Document extract »

——

When stuff hits the fan at work, my automatic reaction is to first take to my group chat, complain to whoever will listen and start making happy hour plans. Second, I pay a visit to the office candy bowl. Both of those options were off the table when a last-minute deadline sprung up on me during the first week of clean eating and sobriety.
Out of habit, I still sent out a flurry of angry "I NEED A DRINK" texts, and got halfway to the office candy bowl before realizing that I couldn't have anything from it. Since I was already in motion, I decided to keep walking, head outside and do the whole "clear your head" thing. And it worked.
“If you can get a break from what’s stressing you out, take it," says Wolfe. "Disengaging from a stressful situation even for just a few minutes can make it much more manageable once you step back in.”
To decompress after a few particularly challenging work days, I walked from my office in New York City home to Queens. Crossing the Queensboro gave me something to focus on without being able to completely check out (bridge bikers are fearless and don't yield), which meant I couldn't fully let my mind wander to the thing that was stressing me out in the first place, and instead had to pay attention to my surroundings — both the rogue bikers and the scenic views of the city skyline.
2. Spend time with your pet
As a single cat mom, I do my best to spend as much time with my cat Nightmare as possible — especially since it's just the two of us living together. But not being home as often as I'd like to be for her does contribute to my stress levels, to the point where I feel guilty staying out late at a happy hour when I know she's at home waiting for me.
Research shows that playing with and petting animals decreases the production of cortisol.
My sober month not only afforded me more time with my cat, but our playtime together started to feel almost therapeutic — so much so that I made it a priority to come home and spend at least thirty minutes every night unwinding by winding Nightmare up with her favorite toys.
“Research has shown that playing with and petting animals decreases stress for the same reasons exercise does: It decreases the production of stress hormones (e.g. cortisol) and increases the production of stress-reducing hormones (e.g. oxytocin)," explains Wolfe. “The heart of any stress-reducing regimen should be increasing the production of oxytocin and decreasing the production of cortisol. Alcohol doesn’t do this, but taking a break, getting good exercise and playing with pets are activities that do."

——

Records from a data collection

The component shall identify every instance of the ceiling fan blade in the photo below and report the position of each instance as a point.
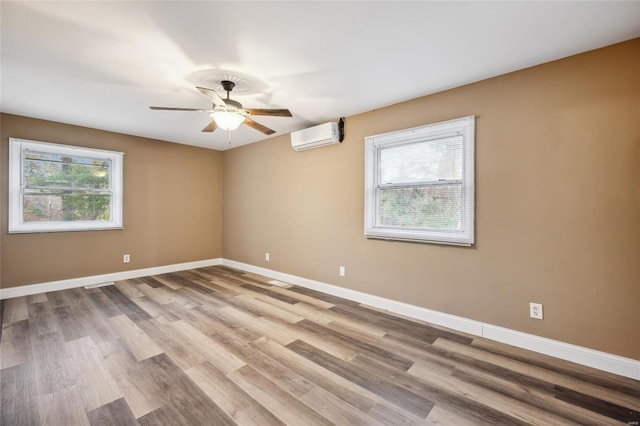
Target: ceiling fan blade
(180, 109)
(259, 127)
(212, 95)
(271, 112)
(210, 127)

——

Assigned task A » Check each statement against the article on stress relief, answering yes or no and quoting the deciding words: (i) The writer walked from an office in New York City home to Queens. (ii) Wolfe says alcohol increases the production of oxytocin. (iii) The writer set aside at least an hour every night to play with the cat.
Assigned task B » From the article on stress relief, extract the passage that begins at the words "To decompress after" and stops after "the city skyline.".
Assigned task C » Continue the article on stress relief from where it stops.

Output A »
(i) Yes: "I walked from my office in New York City home to Queens"
(ii) No: "Alcohol doesn’t do this"
(iii) No: "spend at least thirty minutes every night"

Output B »
To decompress after a few particularly challenging work days, I walked from my office in New York City home to Queens. Crossing the Queensboro gave me something to focus on without being able to completely check out (bridge bikers are fearless and don't yield), which meant I couldn't fully let my mind wander to the thing that was stressing me out in the first place, and instead had to pay attention to my surroundings — both the rogue bikers and the scenic views of the city skyline.

Output C »
3. Watch something
When I'm not de-stressing at the bar, I'm usually doing so on my couch with a glass of wine in one hand and my remote in the other. The first time I sat down to do this sober, I found myself grabbing for my glass of wine where it usually sits in front of me out of habit. (Which was as sad as I'm making it sound.) While my usual pairing of wine and chick-flicks was hard to break at first, actually engaging with the story line (and not having to drunkenly rewind every other scene in order to follow along) was more helpful in allowing me to de-stress.
“Distracting yourself with a book can be a great way to relieve stress because it keeps your brain engaged and active, whereas watching TV is more passive," Wolfe explains. "But either way, some people find that engaging with the narrative of a film or book can help them relax."
When a week of relentless deadlines had me at what felt like my breaking point, I bought a ticket to a Broadway musical I had been wanting to see. Spending two hours away from reality left me feeling ready to take on whatever chaos I was about to walk into come the next morning.
Meditation and I have a rocky relationship and to be honest, the idea of sitting in silence with my thoughts or worse, having someone guide me through some weird visualization process, was not in the sober cards for me. But the further I got into my 30 days without alcohol (and the more the hits just kept on coming at work), the more I found myself taking deep breaths in and out at my desk in order to deal.